## [Your task]
According to the description of the Polish series True Law below, on which channel and on what date did it premiere?

··· Excerpt ···

True Law (original title: Prawo Agaty) is a Polish legal drama television series directed by Maciej Migas and featuring Agnieszka Dygant as the title character, Agata Przybysz. It premiered on TVN on 4 March 2012. The plot is set in Warsaw.

Plot
The series tells the story of Agata Przybysz (Agnieszka Dygant), coming from Bydgoszcz an over-thirty director of law section in a big insurance company, who loses her job as effect of some unpleasant events. Now she has to build her career life and private life from the beginning. Her friend, Dorota (Daria Widawska), offers her to launch a set of chambers together. For Agata, it is the brand new experience. The cases, people and their problems, that she faces in her new job, differ from the insurance cases she was used to.

··· Excerpted data ···

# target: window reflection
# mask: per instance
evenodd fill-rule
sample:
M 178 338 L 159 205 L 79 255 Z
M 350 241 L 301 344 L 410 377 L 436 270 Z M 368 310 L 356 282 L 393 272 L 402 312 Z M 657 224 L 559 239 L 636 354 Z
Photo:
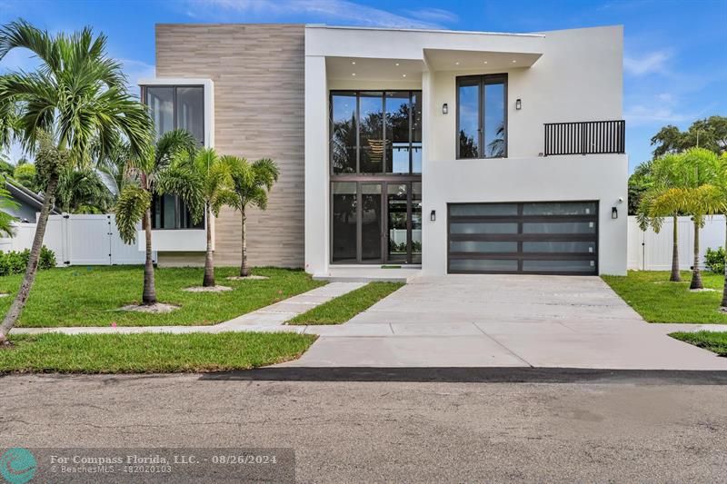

···

## [Solved exercise]
It premiered on TVN on 4 March 2012.